◆ **Work to complete**
Write out each record in full and exactly as given. Skip any pictures.
[Start of Attachment]
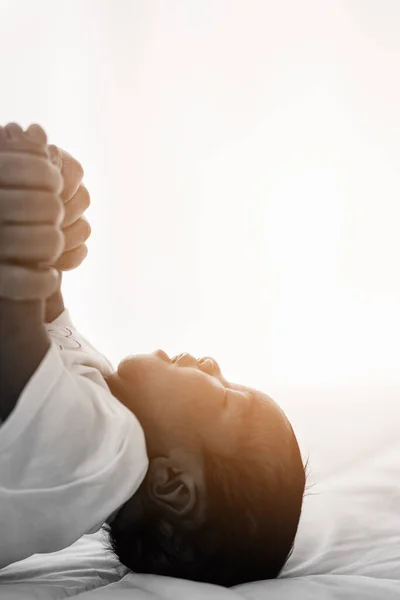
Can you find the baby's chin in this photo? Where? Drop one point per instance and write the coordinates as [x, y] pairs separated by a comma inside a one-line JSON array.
[[118, 388]]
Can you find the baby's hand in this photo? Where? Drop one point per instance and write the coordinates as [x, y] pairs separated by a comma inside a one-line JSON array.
[[76, 200], [31, 213]]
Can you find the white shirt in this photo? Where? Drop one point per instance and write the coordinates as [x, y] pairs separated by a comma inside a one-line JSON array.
[[70, 453]]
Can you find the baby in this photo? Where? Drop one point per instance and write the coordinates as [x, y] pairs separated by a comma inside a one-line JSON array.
[[193, 476]]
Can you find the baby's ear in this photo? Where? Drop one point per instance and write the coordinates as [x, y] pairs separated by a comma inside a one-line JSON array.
[[172, 488]]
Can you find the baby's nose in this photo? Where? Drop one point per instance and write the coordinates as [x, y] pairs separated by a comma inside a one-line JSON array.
[End of Attachment]
◆ **Task answer**
Can you find the baby's chin in this photo? Where? Drop one point per instance and write the coordinates as [x, y] pairs separated by a comma inside a one-line JSON array.
[[118, 388]]
Can you find the baby's hand in this photo? Where? Drop one point per instance and write the coordinates as [x, y] pairs separated by a comma inside a one-line JSON array.
[[76, 200], [31, 213]]
Can you find the white shirt in this photo? Where? Drop one point per instance and write the coordinates as [x, y] pairs separated by a comma inside a one-line JSON array.
[[70, 453]]
Can you find the baby in this photo? Where? Drop one point per instance and write the coordinates as [x, y] pairs separated by a comma inside a one-line JSON array.
[[193, 476]]
Can you find the baby's ear in this photo? Where? Drop one point per instance and write the coordinates as [x, y] pairs separated by a comma inside a one-line JSON array.
[[172, 488]]
Can you find the baby's nose in this photo? Where? Drop one point per instance and write the coordinates as [x, y] pairs separated by a comma inside a one-line JSON array.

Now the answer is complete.